** ARBEITSAUFTRÄGE **
**1.** Mit welchem Begriff bezeichnete Reich laut dem Text über Wilhelm Reich den in eine Neurose fehlgeleiteten Energiefluss?
**2.** Prüfe anhand des Textes über Wilhelm Reich, ob die folgenden Aussagen zutreffen, und belege jede Antwort mit einem Zitat: (a) Reich war ein Schüler Sigmund Freuds. (b) Reich blieb Freud bis zuletzt eng verbunden. (c) Reich sah in der Verspannung und Blockierung des Körpers die wichtigste Ursache für psychische Störungen.
**3.** Führe den Text über Wilhelm Reich im Anschluss an seinen letzten Satz fort.

------ TEXTAUSZUG

© JUNGE FREIHEIT Verlag GmbH & Co. www.jungefreiheit.de 45/07 02. November 2007

Wo die Neurosen blühen
Freudomarxismus: Vor fünfzig Jahren starb der Psychoanalytiker und Sexualforscher Wilhelm Reich
Werner Olles

Um die Person Wilhelm Reich ranken sich zahlreiche Mythen. Er war ein Schüler Sigmund Freuds, von dem er sich bald aber im Streit abwandte. Sein Forschungs- und Arbeitsschwerpunkt lag neben der Sexualwissenschaft in der Untersuchung der Energieflüsse im Körper, in dessen Verspannung und Blockierung er die wichtigste Ursache für psychische Störungen sah. Als "Charakterpanzer" bezeichnete Reich daher den in eine Neurose fehlgeleiteten Energiefluß.

------------
------ DATENSÄTZE

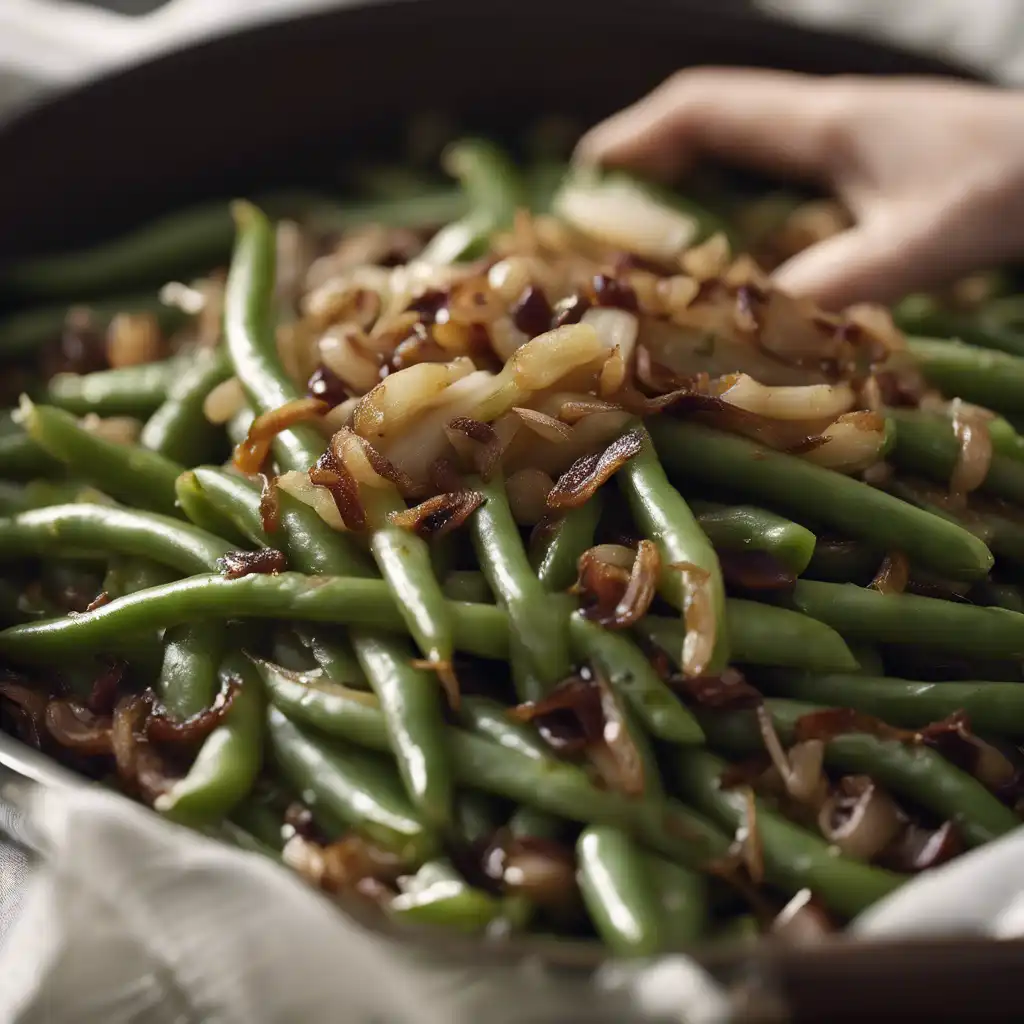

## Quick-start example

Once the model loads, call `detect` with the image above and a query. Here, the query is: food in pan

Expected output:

------------
------ DATENSÄTZE

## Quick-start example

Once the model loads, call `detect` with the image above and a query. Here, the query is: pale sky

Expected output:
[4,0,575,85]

------------

** LÖSUNGEN **
**1.** Als „Charakterpanzer“.

**2.**
(a) Ja: „Er war ein Schüler Sigmund Freuds“
(b) Nein: „von dem er sich bald aber im Streit abwandte“
(c) Ja: „in dessen Verspannung und Blockierung er die wichtigste Ursache für psychische Störungen sah“

**3.**
In seinem 1933 erschienenen Buch "Charakteranalyse", einem zentralen Werk seiner psychologischen Arbeit, beschrieb er die Haupttypen solcher Panzerungsarten. Doch war seine Schrift innerhalb der Zunft so umstritten, daß der bereits seit Jahren schwelende Konflikt mit Freud und dessen Libidotherapie nun zum Ausschluß aus der Internationalen Psychoanalytischen Vereinigung führte.

1897 als Sohn des Gutsbesitzers Léon Reich im galizischen Dobzau geboren, wurde der junge Wilhelm zunächst von Privatlehrern unterrichtet. Als er vierzehn war, beging seine Mutter Selbstmord, der Vater erkrankte an einer schweren Depression und starb 1914 an einer Infektion. Wilhelm Reich ging nach seinem Militärdienst bei der k.u.k. Armee nach Wien und studierte Medizin. Noch als Student wurde er in die Wiener Psychoanalytische Vereinigung aufgenommen und praktizierte mit 22 Jahren, ohne jemals eine Lehranalyse abgeschlossen zu haben, als Analytiker.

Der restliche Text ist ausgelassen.